### Problem:
Look for "Locate every instance of the bare tree" in the listing below, then copy exactly the line it appears in and all lines after it to the end, and nothing more.

### Source information:
= Beginning of Section =

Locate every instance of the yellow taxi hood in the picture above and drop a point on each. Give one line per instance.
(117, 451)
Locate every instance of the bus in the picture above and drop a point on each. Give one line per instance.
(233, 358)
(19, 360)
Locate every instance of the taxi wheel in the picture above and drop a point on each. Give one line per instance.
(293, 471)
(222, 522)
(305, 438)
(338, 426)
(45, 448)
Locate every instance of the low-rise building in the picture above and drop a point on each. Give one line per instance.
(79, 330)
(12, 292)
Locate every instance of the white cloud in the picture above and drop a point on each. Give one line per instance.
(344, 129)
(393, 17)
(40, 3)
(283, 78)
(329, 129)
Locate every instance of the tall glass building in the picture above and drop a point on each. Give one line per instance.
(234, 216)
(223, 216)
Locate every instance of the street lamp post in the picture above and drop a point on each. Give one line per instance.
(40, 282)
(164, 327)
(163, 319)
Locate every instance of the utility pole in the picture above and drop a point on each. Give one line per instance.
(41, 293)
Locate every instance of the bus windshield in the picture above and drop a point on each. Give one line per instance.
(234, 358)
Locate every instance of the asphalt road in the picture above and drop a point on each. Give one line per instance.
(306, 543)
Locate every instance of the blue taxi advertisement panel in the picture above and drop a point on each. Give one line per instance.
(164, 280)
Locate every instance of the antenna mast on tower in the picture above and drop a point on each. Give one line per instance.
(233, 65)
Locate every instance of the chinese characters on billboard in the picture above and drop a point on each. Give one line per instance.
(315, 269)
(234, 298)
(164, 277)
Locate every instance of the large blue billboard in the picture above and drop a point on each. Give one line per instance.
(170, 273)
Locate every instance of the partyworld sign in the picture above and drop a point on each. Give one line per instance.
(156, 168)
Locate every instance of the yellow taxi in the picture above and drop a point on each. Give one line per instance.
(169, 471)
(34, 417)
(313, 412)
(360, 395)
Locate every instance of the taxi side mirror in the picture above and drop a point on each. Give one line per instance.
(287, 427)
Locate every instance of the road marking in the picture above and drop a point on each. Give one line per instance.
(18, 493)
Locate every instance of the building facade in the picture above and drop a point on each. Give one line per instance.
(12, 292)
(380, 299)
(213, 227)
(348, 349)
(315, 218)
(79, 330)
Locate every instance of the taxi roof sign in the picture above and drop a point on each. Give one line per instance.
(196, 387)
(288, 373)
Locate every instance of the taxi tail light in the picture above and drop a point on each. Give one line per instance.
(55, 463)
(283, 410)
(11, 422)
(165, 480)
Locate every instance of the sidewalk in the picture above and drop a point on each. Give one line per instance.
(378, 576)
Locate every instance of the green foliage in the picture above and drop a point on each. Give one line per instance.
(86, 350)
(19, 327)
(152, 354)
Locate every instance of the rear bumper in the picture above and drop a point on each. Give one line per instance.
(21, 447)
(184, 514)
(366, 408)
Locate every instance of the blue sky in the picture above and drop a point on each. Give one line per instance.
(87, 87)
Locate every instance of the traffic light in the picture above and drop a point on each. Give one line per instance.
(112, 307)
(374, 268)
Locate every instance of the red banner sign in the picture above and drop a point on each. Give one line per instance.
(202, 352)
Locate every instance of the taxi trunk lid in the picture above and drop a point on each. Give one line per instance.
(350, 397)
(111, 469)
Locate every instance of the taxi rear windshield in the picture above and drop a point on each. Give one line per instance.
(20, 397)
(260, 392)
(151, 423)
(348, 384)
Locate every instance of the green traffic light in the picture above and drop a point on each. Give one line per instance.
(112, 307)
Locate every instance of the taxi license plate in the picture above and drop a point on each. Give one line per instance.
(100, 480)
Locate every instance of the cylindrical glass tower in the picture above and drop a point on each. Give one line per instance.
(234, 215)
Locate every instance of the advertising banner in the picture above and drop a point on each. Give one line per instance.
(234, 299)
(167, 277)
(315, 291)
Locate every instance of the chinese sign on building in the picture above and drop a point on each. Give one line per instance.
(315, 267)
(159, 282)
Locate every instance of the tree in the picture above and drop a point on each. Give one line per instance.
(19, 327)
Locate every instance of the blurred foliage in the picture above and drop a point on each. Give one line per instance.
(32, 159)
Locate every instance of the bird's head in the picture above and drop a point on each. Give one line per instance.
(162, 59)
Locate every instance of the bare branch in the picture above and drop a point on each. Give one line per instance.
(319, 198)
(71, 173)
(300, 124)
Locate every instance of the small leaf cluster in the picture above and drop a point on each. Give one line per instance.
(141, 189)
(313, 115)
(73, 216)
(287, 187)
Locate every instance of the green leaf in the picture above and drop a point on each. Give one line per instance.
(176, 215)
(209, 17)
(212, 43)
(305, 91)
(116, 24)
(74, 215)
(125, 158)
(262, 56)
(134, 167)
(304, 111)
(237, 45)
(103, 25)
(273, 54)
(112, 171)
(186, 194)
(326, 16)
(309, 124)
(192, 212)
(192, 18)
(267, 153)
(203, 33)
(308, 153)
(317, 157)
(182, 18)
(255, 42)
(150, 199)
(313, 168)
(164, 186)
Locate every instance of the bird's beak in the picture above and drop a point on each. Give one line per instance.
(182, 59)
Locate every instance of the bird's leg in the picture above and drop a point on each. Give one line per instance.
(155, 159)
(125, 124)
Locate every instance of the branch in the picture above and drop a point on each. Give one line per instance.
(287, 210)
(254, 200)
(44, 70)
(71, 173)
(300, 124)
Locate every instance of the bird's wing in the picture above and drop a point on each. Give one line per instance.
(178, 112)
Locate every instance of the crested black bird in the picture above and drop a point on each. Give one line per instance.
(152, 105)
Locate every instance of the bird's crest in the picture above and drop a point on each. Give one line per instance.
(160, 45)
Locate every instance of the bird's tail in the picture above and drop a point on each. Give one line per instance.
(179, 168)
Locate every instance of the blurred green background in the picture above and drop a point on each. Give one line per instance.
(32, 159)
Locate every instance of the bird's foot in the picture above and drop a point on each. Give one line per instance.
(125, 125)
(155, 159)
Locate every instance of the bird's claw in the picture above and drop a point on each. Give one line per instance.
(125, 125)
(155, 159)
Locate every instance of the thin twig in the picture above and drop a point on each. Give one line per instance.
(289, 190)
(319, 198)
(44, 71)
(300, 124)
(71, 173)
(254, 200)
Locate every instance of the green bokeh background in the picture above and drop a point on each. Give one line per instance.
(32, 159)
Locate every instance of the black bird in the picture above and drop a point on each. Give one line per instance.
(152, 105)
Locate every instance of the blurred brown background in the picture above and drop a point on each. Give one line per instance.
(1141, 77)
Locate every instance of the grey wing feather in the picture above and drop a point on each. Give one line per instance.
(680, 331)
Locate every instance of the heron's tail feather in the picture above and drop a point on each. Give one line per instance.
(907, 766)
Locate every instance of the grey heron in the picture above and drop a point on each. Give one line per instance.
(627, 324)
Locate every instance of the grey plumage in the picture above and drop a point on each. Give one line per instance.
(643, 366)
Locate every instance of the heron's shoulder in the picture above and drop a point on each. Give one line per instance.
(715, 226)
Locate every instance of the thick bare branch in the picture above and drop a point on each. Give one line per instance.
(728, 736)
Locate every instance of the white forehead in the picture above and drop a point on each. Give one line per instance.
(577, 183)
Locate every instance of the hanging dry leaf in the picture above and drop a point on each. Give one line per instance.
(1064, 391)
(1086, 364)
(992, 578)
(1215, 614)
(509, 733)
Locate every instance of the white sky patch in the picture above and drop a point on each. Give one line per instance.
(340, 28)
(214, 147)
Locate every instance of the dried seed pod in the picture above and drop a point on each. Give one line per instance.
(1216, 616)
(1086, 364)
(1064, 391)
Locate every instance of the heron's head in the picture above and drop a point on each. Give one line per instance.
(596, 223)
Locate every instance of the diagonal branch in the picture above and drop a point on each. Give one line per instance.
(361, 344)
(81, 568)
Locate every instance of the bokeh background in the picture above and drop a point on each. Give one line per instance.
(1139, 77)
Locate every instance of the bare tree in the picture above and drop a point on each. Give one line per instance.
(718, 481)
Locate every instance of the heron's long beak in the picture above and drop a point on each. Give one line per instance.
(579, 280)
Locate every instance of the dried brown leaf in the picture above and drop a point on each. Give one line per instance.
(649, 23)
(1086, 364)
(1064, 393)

= End of Section =

### Solution to the exercise:
Locate every instance of the bare tree in the picture above and drop a point on each. Give one line per instance.
(718, 481)
Locate every instance of the heron's long beak in the picture above and drop a point on each. Give one line per instance.
(579, 280)
Locate every instance of the dried brown leaf in the picture above and drop a point on each. Give one line per instance.
(649, 23)
(1086, 364)
(1064, 393)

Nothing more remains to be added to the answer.